START GIVEN RECORDS

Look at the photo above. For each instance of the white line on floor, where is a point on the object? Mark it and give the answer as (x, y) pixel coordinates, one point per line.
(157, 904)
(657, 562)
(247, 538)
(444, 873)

END GIVEN RECORDS

## WORK ITEM
Return each line above precisely as written.

## ANSWER FOR THIS EXERCISE
Look at the photo above. For each instance of the white line on floor, where is a point on the object? Mark it and give the answer as (x, y) pixel coordinates, one point per line.
(157, 904)
(657, 562)
(247, 538)
(444, 873)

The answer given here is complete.